## AIM OF THE EXERCISE
Print every one of the rows below again, word for word and in the same order.

## SUPPLIED ENTRIES
## START

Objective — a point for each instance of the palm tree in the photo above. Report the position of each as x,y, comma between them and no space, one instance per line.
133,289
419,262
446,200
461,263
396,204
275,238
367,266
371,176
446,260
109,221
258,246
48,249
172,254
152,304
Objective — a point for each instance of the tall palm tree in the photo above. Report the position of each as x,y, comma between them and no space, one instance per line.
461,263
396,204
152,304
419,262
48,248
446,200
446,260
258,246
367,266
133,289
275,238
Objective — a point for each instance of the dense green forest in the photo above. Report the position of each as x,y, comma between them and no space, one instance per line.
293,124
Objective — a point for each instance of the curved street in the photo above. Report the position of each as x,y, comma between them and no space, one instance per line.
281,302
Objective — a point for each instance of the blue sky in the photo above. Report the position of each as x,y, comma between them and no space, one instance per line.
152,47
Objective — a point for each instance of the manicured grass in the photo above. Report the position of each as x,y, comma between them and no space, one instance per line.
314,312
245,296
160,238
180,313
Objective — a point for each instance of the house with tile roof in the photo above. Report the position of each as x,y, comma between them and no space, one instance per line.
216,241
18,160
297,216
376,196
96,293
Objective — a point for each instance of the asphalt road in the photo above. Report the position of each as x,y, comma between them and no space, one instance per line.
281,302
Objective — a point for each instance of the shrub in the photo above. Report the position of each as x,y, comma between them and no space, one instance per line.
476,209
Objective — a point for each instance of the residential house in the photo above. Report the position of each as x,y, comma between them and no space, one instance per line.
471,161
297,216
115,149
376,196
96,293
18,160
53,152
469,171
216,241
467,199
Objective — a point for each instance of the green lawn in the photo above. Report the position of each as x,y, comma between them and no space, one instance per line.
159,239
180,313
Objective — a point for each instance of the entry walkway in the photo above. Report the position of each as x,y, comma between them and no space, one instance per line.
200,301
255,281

## END

## SOLUTION FOR THIS PROBLEM
Objective — a point for each instance of the palm tree in the photo above. Report the position of each as x,y, comma between them and no space, one instance per line.
133,289
419,262
446,200
461,263
396,204
275,238
367,266
371,176
446,260
109,221
258,246
48,249
172,254
152,304
Objective — a point for each instance of the tall palm tree in the photo above. Report the position of each as x,y, comma between them and no space, one instance per line.
461,263
396,204
152,304
419,262
48,248
446,200
446,260
258,246
367,266
133,289
275,238
Objective — a point for each instance of the dense green forest in the photo above. Report the position of each as x,y, comma between them and no space, one instance per line.
293,124
Objective — a point for each instance of the curved street in the photo above. Report the position of each as x,y, comma between them and no space, one instance per line.
281,302
Objective — a point for each instance of the blue sky in the photo above. Report the position of each as x,y, comma between them and no space, one instance per line.
152,47
Objective — a point for each instance of the manicured grass in the photo above. Report the position of each as x,y, comma between them and no space, one instance per line.
314,312
245,296
160,238
180,313
Objective — a point for each instance of the house with tile roof in the photo above. Report the position of each as x,y, comma between them and no space, one instance per line.
216,241
18,160
297,216
376,196
96,293
Objective — a point for each instance of the asphalt road in the photo above. Report the position of each as x,y, comma between them and no space, one instance per line.
281,302
Objective — a point for each instance of the shrub in the photo above. Report the position of each as x,y, comma between them and no space, one instance per line.
476,209
Objective — a point for each instance of the residential house in the photo above. Report the position of each as x,y, comma between them and no space, one instance per line.
471,161
297,216
115,149
376,196
96,293
18,160
53,152
469,171
216,241
467,199
Objective — a point for each instance of the green lawn in the photo above. Report the position of each as x,y, comma between them and no space, one instance per line.
159,239
180,313
Objective — a point for each instance of the entry walkway in the photo above. Report the position of each as x,y, comma between them and no space, one instance per line.
200,301
255,281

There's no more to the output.